◆ **Exercise instructions**
**1)** In the press release on economic abuse, what share of domestic violence survivors have reported experiencing financial abuse?
**2)** Reproduce word for word the stretch of the press release on economic abuse from "In addition to" through "of the abuse.".
**3)** Condense the paragraph of the press release on economic abuse that begins "In addition to physical abuse" into a bulleted list that keeps its main facts.

First-of-its-kind report details prevalence of economic abuse among survivors of domestic violence and provides policy roadmap for elected officials

New York, NY September 26, 2022  – On the eve of Domestic Violence Awareness Month in October 2022, Urban Resource Institute (URI), along with the Center for Survivor Agency and Justice (CSAJ) and a broad coalition of survivor-centered, gender-based violence prevention advocates, released a groundbreaking new report Reinvesting in Economic Justice, Equity, and Solidarity for Survivors in New York City, detailing the economic struggles that survivors of domestic violence face and providing policy makers with a series of ready-to-implement policy recommendations designed to remove many of those barriers.

In addition to physical abuse, domestic violence also includes emotional and economic abuse. In fact, more than 98% domestic violence survivors have reported experiencing financial abuse, which includes but is not limited to lack of access to their income, being restrained from working, high debt loads, coerced debt and damaged credit that may result from that abuse. Adding urgency to the issue, financial dependence is a leading barrier to fleeing to safety and a key reason why many survivors are forced to return to their abusers.

Despite the pervasiveness of economic abuse and coerced debt, in particular, survivors face unique and significant obstacles in obtaining temporary and permanent housing, public assistance and other government resources, securing employment, and achieving financial independence and creditworthiness as a result of the abuse.

“Our notions of safety must evolve so that when we think of safety for survivors of domestic violence, we also consider financial safety,” said Teal Inzunza, Program Director of the URI Economic Empowerment Program and one of the report’s co-authors. “You cannot have physical safety and a stable future without financial security and independence. Many survivors cite high debt loads, lack of access to safe housing, and scarce financial resources, including public benefits, as major obstacles to leaving their abusers. Breaking financial barriers to safety and healing will support survivors seeking safety, whatever that means to them, and begin the journey to build a stable future for themselves and their families.”

◆ **Material**
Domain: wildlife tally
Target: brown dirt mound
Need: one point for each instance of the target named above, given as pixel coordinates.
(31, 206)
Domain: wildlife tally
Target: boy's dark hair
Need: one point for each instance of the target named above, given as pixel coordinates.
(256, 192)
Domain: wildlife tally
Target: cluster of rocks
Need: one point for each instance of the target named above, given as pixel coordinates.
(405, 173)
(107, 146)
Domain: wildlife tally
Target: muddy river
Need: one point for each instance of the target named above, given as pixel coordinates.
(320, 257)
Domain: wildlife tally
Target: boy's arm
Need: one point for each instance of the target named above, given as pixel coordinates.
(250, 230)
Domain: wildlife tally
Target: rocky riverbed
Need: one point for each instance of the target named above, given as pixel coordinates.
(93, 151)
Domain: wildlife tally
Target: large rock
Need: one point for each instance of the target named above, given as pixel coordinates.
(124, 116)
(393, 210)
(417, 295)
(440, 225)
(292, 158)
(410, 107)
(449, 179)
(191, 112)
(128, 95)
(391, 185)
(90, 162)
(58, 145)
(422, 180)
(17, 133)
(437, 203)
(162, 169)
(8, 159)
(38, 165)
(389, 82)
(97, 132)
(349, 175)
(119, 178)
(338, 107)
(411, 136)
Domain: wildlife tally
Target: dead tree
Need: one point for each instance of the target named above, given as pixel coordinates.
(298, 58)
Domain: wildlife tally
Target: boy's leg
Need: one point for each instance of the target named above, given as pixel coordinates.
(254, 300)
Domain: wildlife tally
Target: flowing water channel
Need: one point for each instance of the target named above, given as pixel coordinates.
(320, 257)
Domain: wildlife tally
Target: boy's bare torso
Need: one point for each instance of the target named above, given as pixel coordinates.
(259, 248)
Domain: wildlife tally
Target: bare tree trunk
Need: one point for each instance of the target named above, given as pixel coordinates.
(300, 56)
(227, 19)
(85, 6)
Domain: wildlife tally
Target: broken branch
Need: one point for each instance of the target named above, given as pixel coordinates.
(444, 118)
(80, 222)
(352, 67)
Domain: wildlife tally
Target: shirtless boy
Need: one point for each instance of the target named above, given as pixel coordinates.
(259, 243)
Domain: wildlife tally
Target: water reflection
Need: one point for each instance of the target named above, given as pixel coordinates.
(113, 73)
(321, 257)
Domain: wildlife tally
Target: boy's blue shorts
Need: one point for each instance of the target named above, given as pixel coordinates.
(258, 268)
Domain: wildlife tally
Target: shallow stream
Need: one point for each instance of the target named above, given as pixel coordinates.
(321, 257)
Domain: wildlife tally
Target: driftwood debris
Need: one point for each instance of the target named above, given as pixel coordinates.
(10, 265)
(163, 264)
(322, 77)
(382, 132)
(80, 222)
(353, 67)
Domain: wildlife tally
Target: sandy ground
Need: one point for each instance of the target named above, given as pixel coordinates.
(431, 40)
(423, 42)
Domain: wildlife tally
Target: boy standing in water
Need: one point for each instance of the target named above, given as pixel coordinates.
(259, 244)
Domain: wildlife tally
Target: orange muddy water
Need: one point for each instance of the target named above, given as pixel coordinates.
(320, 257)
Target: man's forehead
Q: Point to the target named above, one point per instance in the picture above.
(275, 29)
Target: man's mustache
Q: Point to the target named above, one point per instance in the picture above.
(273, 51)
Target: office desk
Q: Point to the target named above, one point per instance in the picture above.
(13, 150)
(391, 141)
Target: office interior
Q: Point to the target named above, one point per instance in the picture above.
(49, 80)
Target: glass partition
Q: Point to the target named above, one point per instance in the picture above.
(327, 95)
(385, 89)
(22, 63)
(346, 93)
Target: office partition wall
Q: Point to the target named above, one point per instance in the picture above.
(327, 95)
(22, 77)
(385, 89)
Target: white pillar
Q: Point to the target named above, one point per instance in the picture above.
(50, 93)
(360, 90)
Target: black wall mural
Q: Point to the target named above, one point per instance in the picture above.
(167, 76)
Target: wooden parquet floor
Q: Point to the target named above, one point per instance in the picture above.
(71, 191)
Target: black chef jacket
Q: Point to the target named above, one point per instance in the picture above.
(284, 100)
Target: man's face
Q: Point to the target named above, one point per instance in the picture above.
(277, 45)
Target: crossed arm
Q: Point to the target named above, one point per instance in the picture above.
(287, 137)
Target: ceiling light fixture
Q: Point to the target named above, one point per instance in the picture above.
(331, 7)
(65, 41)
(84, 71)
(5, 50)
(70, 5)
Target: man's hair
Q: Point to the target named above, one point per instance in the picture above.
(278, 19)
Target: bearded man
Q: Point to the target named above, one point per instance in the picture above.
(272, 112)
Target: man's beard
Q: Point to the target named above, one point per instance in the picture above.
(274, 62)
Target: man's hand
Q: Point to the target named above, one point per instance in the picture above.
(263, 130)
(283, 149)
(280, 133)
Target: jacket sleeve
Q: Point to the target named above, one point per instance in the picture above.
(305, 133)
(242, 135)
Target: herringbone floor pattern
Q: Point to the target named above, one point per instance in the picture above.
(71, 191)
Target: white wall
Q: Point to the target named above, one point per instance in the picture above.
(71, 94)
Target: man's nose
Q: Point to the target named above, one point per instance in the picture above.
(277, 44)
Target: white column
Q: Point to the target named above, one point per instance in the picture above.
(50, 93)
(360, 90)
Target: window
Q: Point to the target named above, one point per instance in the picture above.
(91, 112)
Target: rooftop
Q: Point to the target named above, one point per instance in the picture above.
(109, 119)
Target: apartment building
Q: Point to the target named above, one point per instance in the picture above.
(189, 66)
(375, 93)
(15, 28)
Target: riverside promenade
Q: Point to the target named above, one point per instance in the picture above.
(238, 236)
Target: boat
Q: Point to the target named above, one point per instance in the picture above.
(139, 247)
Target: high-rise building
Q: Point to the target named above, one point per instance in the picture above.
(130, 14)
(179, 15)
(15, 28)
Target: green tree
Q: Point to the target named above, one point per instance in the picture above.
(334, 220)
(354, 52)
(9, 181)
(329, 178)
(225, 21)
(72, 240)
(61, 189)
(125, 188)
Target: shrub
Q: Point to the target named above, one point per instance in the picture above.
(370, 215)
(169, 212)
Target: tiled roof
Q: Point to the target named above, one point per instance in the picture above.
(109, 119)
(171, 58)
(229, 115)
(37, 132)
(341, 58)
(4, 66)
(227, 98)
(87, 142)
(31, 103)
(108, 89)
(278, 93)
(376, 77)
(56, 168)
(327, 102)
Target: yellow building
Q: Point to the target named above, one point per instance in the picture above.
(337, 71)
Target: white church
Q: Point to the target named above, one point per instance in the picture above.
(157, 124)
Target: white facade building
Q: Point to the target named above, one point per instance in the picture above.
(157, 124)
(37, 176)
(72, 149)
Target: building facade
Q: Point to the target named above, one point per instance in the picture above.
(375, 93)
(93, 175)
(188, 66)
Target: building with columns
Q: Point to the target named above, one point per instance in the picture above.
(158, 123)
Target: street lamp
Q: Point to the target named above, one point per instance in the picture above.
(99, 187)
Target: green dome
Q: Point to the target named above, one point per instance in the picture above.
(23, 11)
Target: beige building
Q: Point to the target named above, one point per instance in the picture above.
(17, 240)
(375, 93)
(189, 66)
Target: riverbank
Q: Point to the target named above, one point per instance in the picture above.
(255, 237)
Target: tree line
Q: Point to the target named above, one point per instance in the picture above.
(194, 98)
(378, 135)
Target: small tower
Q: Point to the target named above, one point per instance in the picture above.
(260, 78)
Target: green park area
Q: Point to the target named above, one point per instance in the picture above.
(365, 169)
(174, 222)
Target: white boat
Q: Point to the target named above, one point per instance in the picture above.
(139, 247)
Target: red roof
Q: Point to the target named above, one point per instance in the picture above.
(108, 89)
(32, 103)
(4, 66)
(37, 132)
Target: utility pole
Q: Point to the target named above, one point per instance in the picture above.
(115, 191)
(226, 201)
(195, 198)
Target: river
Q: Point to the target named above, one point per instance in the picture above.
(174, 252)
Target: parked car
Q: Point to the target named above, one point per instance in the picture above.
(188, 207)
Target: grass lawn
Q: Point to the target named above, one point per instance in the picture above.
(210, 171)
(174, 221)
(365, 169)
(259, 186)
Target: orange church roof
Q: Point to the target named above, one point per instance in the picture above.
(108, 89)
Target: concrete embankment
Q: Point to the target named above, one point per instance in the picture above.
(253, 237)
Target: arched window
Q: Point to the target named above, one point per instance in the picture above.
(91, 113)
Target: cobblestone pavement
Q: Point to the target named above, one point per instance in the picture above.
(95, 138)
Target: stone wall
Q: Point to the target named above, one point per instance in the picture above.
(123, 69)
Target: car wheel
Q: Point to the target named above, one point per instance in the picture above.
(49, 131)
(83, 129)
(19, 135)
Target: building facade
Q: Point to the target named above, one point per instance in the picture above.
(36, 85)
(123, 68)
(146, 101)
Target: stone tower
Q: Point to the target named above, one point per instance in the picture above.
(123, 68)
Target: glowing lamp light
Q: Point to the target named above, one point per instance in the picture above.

◆ **Replies**
**1)** More than 98%.

**2)**
In addition to physical abuse, domestic violence also includes emotional and economic abuse. In fact, more than 98% domestic violence survivors have reported experiencing financial abuse, which includes but is not limited to lack of access to their income, being restrained from working, high debt loads, coerced debt and damaged credit that may result from that abuse. Adding urgency to the issue, financial dependence is a leading barrier to fleeing to safety and a key reason why many survivors are forced to return to their abusers.

Despite the pervasiveness of economic abuse and coerced debt, in particular, survivors face unique and significant obstacles in obtaining temporary and permanent housing, public assistance and other government resources, securing employment, and achieving financial independence and creditworthiness as a result of the abuse.

**3)**
- Domestic violence includes emotional and economic abuse as well as physical abuse.
- More than 98% of survivors report financial abuse. Examples include lack of access to income, being kept from working, high debt loads, coerced debt and damaged credit.
- Financial dependence is a leading barrier to fleeing to safety and a key reason many survivors are forced to return to their abusers.